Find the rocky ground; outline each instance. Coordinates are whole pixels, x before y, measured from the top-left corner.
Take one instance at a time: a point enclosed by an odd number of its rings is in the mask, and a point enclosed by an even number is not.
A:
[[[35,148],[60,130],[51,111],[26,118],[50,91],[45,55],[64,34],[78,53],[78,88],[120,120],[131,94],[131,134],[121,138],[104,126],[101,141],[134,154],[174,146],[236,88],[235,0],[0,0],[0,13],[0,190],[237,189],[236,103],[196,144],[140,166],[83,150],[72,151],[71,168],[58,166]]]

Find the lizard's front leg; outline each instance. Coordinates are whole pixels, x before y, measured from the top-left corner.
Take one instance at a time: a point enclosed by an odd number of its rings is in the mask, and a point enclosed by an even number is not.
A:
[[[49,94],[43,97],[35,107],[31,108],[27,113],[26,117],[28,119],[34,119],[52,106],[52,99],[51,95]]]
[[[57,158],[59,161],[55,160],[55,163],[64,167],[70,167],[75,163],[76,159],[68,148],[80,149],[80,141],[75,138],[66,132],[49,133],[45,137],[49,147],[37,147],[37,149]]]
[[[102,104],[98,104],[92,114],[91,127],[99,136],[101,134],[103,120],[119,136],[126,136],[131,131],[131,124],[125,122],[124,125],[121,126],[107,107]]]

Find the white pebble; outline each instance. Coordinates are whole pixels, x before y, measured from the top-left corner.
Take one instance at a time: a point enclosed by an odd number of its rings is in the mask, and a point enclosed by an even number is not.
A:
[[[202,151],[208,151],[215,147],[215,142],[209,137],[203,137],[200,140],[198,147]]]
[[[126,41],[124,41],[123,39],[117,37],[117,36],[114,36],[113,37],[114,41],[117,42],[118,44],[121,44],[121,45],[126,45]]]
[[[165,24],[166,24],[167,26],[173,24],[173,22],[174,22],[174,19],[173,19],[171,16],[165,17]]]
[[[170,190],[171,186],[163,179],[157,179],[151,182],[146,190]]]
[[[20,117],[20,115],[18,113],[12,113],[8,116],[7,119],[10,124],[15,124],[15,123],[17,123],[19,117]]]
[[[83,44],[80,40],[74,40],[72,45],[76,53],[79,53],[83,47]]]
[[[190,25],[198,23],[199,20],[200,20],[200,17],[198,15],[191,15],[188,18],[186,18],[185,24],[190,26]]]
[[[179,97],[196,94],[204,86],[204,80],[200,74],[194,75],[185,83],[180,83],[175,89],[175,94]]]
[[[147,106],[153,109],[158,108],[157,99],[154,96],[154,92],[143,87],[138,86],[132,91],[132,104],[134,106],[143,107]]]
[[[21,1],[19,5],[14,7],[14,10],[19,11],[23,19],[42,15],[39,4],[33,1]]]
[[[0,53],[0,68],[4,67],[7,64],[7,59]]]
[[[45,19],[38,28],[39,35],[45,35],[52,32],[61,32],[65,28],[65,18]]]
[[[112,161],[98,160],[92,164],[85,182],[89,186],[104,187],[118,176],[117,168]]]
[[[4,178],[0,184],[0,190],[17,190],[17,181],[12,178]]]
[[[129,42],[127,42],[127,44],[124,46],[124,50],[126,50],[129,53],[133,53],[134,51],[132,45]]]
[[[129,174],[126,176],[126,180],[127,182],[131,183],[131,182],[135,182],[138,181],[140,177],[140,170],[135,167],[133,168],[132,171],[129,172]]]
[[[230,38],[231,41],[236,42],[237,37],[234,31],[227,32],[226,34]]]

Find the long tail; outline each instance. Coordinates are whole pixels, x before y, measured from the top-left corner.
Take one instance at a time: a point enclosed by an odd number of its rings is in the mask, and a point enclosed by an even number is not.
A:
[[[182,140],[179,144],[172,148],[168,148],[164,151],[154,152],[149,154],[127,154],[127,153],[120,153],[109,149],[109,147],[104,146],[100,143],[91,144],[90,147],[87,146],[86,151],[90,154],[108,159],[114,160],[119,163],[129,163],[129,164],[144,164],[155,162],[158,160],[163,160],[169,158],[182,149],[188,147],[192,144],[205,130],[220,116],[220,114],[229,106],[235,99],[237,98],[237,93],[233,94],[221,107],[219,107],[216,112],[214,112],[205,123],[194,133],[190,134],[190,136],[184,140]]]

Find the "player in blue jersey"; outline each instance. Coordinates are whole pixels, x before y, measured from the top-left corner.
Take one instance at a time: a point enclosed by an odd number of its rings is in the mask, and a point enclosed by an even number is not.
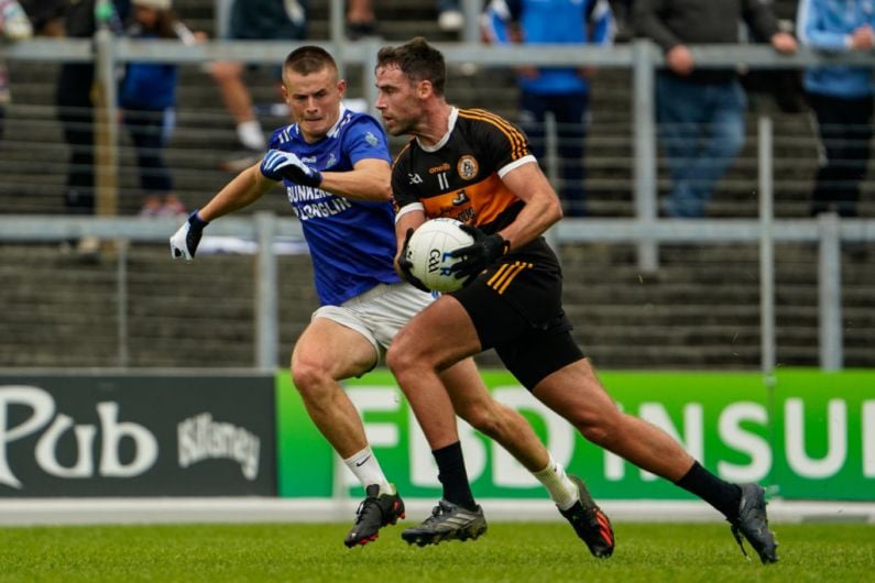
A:
[[[338,382],[373,369],[395,333],[434,298],[395,273],[387,139],[374,118],[343,107],[344,89],[326,51],[305,46],[292,52],[283,66],[283,96],[296,122],[274,132],[260,164],[240,173],[192,213],[171,238],[171,251],[190,261],[210,221],[254,202],[283,182],[310,249],[321,304],[295,345],[292,377],[310,418],[365,490],[344,540],[351,548],[374,540],[381,527],[403,518],[404,504]],[[580,480],[553,460],[525,419],[492,399],[471,359],[442,371],[440,381],[459,416],[511,452],[560,509],[594,507]],[[435,421],[455,427],[456,418],[452,410],[440,411]],[[456,459],[455,451],[451,455]],[[451,499],[471,496],[470,491],[446,493],[446,485],[445,494]],[[482,510],[479,514],[468,530],[448,538],[480,536],[486,524]],[[591,518],[579,513],[570,521],[593,554],[609,556],[613,534],[605,542],[604,527]]]

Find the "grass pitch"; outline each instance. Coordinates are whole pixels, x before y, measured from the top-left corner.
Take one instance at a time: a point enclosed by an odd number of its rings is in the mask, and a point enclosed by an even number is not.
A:
[[[413,524],[409,522],[408,524]],[[566,524],[495,522],[477,541],[409,547],[401,527],[343,547],[348,525],[0,529],[0,581],[875,581],[875,526],[776,525],[780,562],[745,560],[725,525],[617,524],[593,559]]]

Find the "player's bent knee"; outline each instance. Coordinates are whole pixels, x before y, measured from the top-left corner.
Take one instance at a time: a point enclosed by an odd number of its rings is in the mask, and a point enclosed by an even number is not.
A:
[[[464,419],[468,425],[486,437],[494,438],[495,436],[501,435],[501,420],[497,418],[497,416],[492,415],[489,409],[474,409],[473,407],[469,407],[456,413],[459,415],[459,417]]]
[[[620,437],[617,425],[611,418],[587,416],[576,419],[573,424],[587,441],[597,446],[611,446]]]
[[[321,366],[297,362],[292,367],[292,383],[302,396],[318,397],[330,377]]]

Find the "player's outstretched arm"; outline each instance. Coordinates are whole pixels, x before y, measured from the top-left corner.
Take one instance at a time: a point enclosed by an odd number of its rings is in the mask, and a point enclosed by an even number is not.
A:
[[[324,172],[322,190],[351,198],[385,202],[392,196],[392,167],[380,158],[363,158],[348,172]]]
[[[559,196],[536,163],[523,164],[502,178],[526,206],[499,234],[517,249],[534,241],[562,218]]]
[[[275,184],[261,173],[258,164],[238,174],[171,237],[171,256],[194,260],[204,229],[211,221],[251,205]]]

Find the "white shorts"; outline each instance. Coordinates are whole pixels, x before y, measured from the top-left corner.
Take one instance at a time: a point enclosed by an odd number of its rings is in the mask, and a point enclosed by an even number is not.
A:
[[[373,345],[378,359],[382,360],[398,330],[434,299],[431,294],[405,282],[379,284],[340,306],[322,306],[313,312],[310,320],[328,318],[356,330]]]

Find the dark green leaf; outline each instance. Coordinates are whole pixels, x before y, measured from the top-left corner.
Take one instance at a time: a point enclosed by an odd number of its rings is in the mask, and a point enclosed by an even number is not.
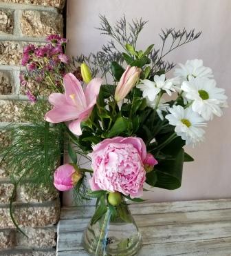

★ ★ ★ ★

> [Short exercise]:
Identify and copy every line in the items above that contains the word "white", matching case exactly.

> [Output below]:
Find the white pebble; outline each instance. Coordinates are whole pixels, x before y, measured from the top-left corner.
Find the "white shorts"; outline each instance. Coordinates are whole pixels, x before y, measured from the top-left corner.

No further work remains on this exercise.